Exercise - With the pictures left aside, write out exactly the lines of the listing below from the line with "surface and record the pixel coordinates." to the line with "cloud and record the pixel coordinates.", both included, and only those.

The data -
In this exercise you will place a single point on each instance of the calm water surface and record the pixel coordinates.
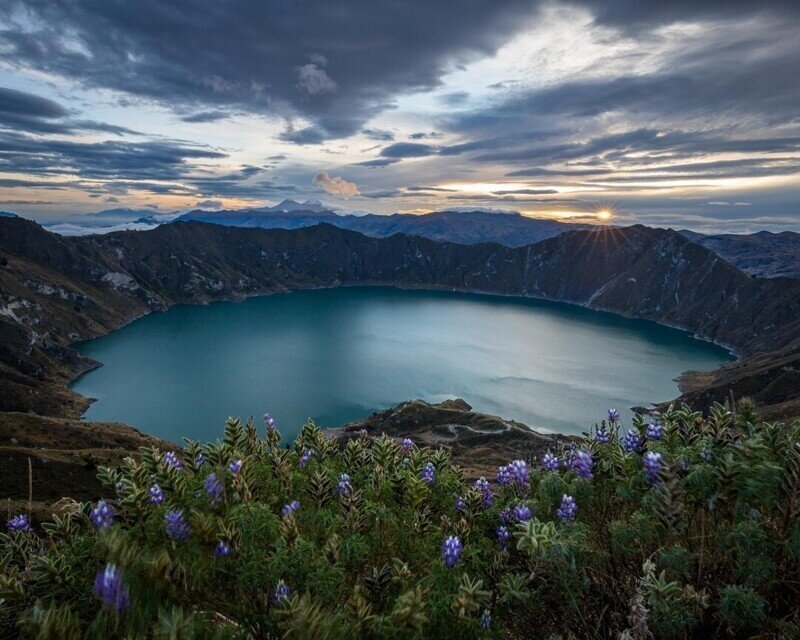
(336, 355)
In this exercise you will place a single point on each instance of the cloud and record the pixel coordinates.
...
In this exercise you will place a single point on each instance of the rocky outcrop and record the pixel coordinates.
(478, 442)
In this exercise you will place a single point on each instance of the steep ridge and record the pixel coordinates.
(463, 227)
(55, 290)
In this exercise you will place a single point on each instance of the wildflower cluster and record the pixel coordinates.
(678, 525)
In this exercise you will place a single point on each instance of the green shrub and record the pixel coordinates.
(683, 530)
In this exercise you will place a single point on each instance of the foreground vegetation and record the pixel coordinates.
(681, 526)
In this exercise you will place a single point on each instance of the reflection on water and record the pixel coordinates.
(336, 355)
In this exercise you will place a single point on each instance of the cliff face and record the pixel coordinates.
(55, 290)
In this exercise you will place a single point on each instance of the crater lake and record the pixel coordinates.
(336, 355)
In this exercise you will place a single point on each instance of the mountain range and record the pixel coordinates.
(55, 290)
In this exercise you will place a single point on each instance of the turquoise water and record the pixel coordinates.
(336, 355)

Worked solution -
In this exercise you will place a single point on each instance of the calm water surface and record the pixel coordinates.
(336, 355)
In this exercise you will place a single point on each instance of the cloud and record the pixel coordinates.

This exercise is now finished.